▶ 問題 1:
レコードから「distant」という語が入っている行を全部抜き出してください。

▶ 抜粋文:

目標は販促費を使わなくても商品を売り切ること。なぜなら、ゆくゆくはAmazonしか残らない時代が来ると本気で考えているからだ。販促費をつかっているようじゃAmazonには到底勝てない

第4章 ファン辛辣な文句は全部のむ

迎え撃つ、先手必勝、包囲網、西宮戦争・・・社内向けの文章ならいざ知らず、プレスリリースとしては前代未聞の刺激的な言葉を並べたのは土屋氏だ。HPから何から何まで、対外的に発表する文章は全部私が書いている。プロみたいな文章は書けないので、これも毎朝、通勤時間に見直し。10日間くらい練り直したという

第5章 変幻自在の広報戦略

 日本みたいに狭い国では、通販よりも店舗受け取りでいいんじゃないか。たとえばセブンイレブンが通販を怖がっているかというとそんなことはない。むしろセブンの方が通販より便利だ。飲み物は冷やしてあるし、食べ物は温めてくれる。事実、英国ではクリック&コレクトが主流で店舗受け取りを選ぶ客が7割以上を占めている。店頭で受け取ってもらうようにすれば、配送料が不要になるし、来店客も増える、オンラインストアで在庫を公開しているため電話の問い合わせも減り、店側の負担軽減にもつながる。大半がフランチャイズのため、通販よりも店舗受け取りの方が店の売上が上がってオーナーが喜ぶ。ワークマン、利用者、加盟店オーナーの「三方よし」につながる。そもそも配送費を負担しているようではAmazonに勝てない
 ワークマンはPBの2/3を中国で生産しており、武漢の工場にも発注していた。コロナで万事休すとなるところが、もともと1円でも安くするため、閑散期に1年分製造してもらう形をとっていたため、武漢でコロナが蔓延したときには、すでに20年3月期分の縫製を終えていた。

▶ 使用データ:
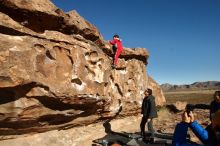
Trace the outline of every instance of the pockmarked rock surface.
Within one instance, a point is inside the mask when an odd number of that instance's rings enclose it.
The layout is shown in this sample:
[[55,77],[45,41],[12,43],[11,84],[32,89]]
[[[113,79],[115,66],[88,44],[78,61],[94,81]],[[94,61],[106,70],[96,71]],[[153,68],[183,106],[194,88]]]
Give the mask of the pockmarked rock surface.
[[[111,46],[98,29],[49,0],[0,0],[0,19],[1,135],[139,112],[149,78],[145,48],[125,48],[112,69]],[[156,101],[165,103],[162,94]]]

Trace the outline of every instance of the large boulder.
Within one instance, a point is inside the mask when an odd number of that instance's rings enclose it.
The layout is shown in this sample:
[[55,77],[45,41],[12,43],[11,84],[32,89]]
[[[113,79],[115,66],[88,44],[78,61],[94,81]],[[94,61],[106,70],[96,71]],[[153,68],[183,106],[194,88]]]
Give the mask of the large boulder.
[[0,0],[0,19],[1,134],[139,112],[148,86],[146,49],[125,48],[112,69],[111,46],[95,26],[48,0]]

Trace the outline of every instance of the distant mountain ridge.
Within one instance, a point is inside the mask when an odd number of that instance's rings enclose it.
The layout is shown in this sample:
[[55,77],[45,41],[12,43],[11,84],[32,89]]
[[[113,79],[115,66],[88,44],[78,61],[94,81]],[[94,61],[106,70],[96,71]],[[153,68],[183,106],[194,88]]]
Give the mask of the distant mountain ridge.
[[169,83],[160,85],[164,92],[168,91],[187,91],[199,89],[220,89],[220,81],[194,82],[192,84],[172,85]]

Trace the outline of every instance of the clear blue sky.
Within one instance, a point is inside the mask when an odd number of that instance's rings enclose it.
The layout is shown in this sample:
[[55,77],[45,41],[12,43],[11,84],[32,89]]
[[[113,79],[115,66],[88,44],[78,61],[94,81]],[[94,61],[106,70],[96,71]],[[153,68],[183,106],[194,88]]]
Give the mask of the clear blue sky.
[[159,83],[220,81],[220,0],[52,0],[77,12],[106,40],[150,52],[148,73]]

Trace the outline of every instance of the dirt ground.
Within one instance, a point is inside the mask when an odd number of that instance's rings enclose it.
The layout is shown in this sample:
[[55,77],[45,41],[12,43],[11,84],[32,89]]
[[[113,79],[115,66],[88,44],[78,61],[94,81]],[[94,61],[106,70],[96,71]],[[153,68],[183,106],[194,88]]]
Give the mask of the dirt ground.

▶ 問題 2:
抜粋文によると、英国で店舗受け取りを選ぶ客はどれくらいの割合ですか。

▶ 解答結果 1:
Trace the outline of every instance of the distant mountain ridge.
Give the mask of the distant mountain ridge.

▶ 解答結果 2:
7割以上です。